Text passage »
Petrographic and permeability analyses of Floridan platform carbonates indicate that permeability loss occurs predominantly by mechanical compaction in mudstones, wackestones, and tidal laminites, whereas pore-filling cementation preferentially affects packstones and grainstones. Basin.RTM simulations were performed to characterize these permeability-reduction mechanisms. Of particular interest are interactions between RTM (Reaction-Transport-Mechanical) processes and the timing of permeability reduction. Basin.RTM’s dynamic rheologic model simulates evolving sediment viscosities as functions of sediment composition and texture. The model includes kinetic water-rock interactions, pressure solution, mass-transfer and texture dynamics, and it regenerates a sediment’s compaction and alteration history.
We modeled 11 bioclastic facies in three 40 my old peritidal cycles totaling 20 m in thickness, with more generalized over- and under-lying sediments. Burial and thermal histories were that of the Floridan carbonate platform. Seven carbonate phases (dolomite and 3 polymorphs each of calcite and aragonite) were used to characterize the sediments. Simulations included influx of sea- and fresh-water of varying duration and quantity.

What is asked »
Repeat the passage on Floridan carbonate permeability word for word, starting at "Petrographic and permeability" and ending at "and alteration history.".

Listed records »
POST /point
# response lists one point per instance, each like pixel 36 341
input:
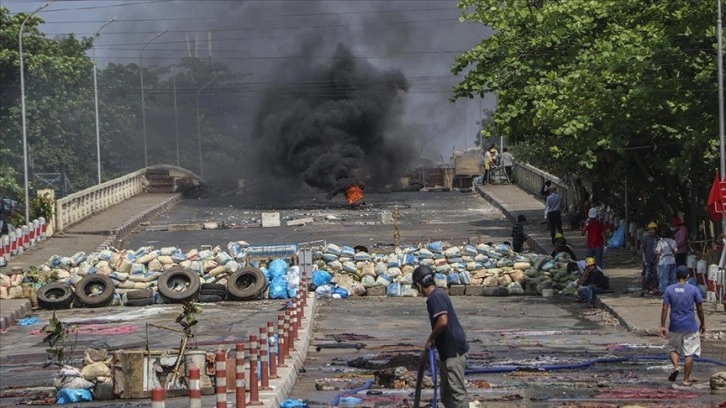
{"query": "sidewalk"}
pixel 637 314
pixel 107 228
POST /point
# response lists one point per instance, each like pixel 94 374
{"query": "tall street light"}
pixel 143 100
pixel 22 108
pixel 95 91
pixel 199 129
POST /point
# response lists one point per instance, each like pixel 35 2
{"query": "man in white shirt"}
pixel 507 162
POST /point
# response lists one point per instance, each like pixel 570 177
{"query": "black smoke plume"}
pixel 333 121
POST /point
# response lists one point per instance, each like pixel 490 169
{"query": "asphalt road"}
pixel 501 331
pixel 513 331
pixel 453 216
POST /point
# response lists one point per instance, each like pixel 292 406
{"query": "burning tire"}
pixel 95 290
pixel 178 284
pixel 55 296
pixel 246 284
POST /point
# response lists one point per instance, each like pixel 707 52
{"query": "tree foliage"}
pixel 604 88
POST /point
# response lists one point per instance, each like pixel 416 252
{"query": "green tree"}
pixel 604 88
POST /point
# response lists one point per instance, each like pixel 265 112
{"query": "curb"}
pixel 121 232
pixel 16 312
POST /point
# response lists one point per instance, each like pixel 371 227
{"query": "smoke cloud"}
pixel 332 122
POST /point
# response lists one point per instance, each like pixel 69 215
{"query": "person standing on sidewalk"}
pixel 682 332
pixel 665 250
pixel 447 335
pixel 518 235
pixel 595 240
pixel 553 212
pixel 649 276
pixel 680 235
pixel 508 163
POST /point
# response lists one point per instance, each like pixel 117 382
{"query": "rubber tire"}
pixel 139 302
pixel 61 296
pixel 100 300
pixel 210 298
pixel 140 294
pixel 239 287
pixel 178 272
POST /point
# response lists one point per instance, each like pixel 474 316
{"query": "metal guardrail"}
pixel 531 179
pixel 81 205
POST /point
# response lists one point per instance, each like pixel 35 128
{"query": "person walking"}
pixel 682 332
pixel 488 161
pixel 447 336
pixel 649 275
pixel 680 235
pixel 593 281
pixel 508 163
pixel 665 250
pixel 553 212
pixel 595 230
pixel 518 235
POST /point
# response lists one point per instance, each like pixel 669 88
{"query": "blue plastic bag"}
pixel 342 292
pixel 291 403
pixel 278 288
pixel 618 238
pixel 321 278
pixel 278 267
pixel 68 395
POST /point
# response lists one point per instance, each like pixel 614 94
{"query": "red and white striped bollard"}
pixel 273 356
pixel 195 389
pixel 158 398
pixel 220 386
pixel 264 373
pixel 254 387
pixel 240 391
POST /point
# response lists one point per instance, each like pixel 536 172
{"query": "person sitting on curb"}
pixel 561 246
pixel 593 282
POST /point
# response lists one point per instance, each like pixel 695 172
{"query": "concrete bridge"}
pixel 99 216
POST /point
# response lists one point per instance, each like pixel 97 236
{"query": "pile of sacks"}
pixel 93 381
pixel 140 269
pixel 10 286
pixel 351 272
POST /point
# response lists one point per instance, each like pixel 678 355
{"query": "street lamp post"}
pixel 22 108
pixel 143 100
pixel 199 129
pixel 95 92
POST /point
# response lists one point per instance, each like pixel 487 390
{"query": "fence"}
pixel 78 206
pixel 531 179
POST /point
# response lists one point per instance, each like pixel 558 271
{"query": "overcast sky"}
pixel 420 38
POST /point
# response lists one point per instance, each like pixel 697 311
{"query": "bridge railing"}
pixel 80 205
pixel 531 179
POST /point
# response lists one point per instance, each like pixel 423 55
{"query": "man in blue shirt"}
pixel 682 333
pixel 447 335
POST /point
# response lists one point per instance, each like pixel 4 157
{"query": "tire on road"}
pixel 246 284
pixel 95 290
pixel 174 276
pixel 55 296
pixel 139 302
pixel 139 294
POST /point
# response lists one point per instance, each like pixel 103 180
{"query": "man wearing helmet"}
pixel 447 335
pixel 593 281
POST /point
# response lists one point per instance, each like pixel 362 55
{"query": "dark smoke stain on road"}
pixel 329 123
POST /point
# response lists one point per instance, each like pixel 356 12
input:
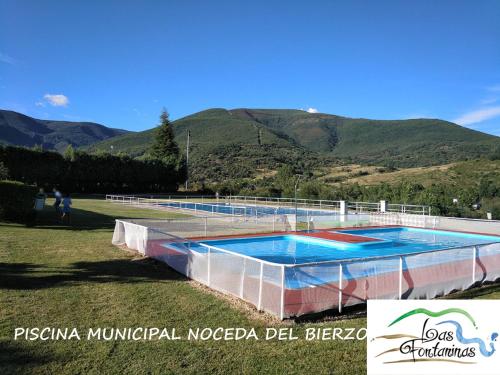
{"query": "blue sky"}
pixel 119 62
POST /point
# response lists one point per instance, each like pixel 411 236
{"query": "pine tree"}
pixel 69 153
pixel 164 146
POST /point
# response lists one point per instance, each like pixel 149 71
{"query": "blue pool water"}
pixel 296 249
pixel 223 208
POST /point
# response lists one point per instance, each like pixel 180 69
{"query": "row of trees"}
pixel 440 196
pixel 163 170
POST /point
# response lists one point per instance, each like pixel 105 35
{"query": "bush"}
pixel 17 201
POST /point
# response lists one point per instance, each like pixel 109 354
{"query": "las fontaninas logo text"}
pixel 443 338
pixel 437 341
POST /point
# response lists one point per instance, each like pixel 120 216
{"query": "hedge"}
pixel 89 173
pixel 17 201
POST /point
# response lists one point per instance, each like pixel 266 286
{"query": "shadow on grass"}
pixel 476 291
pixel 27 276
pixel 16 359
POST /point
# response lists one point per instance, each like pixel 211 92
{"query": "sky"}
pixel 120 62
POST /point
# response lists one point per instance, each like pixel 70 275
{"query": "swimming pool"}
pixel 300 249
pixel 295 273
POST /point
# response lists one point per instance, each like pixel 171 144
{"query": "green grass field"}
pixel 57 276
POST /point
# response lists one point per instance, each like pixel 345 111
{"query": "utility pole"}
pixel 187 157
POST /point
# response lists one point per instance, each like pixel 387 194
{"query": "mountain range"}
pixel 21 130
pixel 404 142
pixel 234 143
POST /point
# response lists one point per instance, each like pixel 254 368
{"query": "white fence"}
pixel 195 203
pixel 288 290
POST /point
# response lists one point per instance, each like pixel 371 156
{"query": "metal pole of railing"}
pixel 340 288
pixel 474 256
pixel 400 277
pixel 208 267
pixel 242 283
pixel 282 310
pixel 259 303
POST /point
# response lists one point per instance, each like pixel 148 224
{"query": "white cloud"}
pixel 494 88
pixel 7 59
pixel 488 101
pixel 478 115
pixel 56 100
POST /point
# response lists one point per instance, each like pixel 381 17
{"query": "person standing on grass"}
pixel 66 202
pixel 58 197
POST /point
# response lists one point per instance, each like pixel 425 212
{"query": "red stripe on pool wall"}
pixel 321 232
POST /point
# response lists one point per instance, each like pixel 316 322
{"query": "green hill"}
pixel 21 130
pixel 248 133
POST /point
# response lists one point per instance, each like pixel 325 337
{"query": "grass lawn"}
pixel 57 276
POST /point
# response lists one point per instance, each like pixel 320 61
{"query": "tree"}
pixel 69 153
pixel 164 146
pixel 4 172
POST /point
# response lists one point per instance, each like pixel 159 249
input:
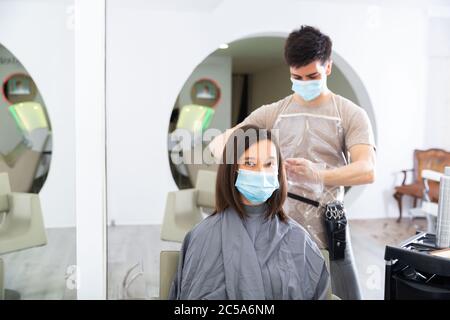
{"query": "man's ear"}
pixel 329 67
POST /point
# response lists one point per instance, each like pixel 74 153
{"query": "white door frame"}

Result for this exercise »
Petrographic and permeability analyses of Floridan platform carbonates indicate that permeability loss occurs predominantly by mechanical compaction in mudstones, wackestones, and tidal laminites, whereas pore-filling cementation preferentially affects packstones and grainstones. Basin.RTM simulations were performed to characterize these permeability-reduction mechanisms. Of particular interest are interactions between RTM (Reaction-Transport-Mechanical) processes and the timing of permeability reduction. Basin.RTM’s dynamic rheologic model simulates evolving sediment viscosities as functions of sediment composition and texture. The model includes kinetic water-rock interactions, pressure solution, mass-transfer and texture dynamics, and it regenerates a sediment’s compaction and alteration history.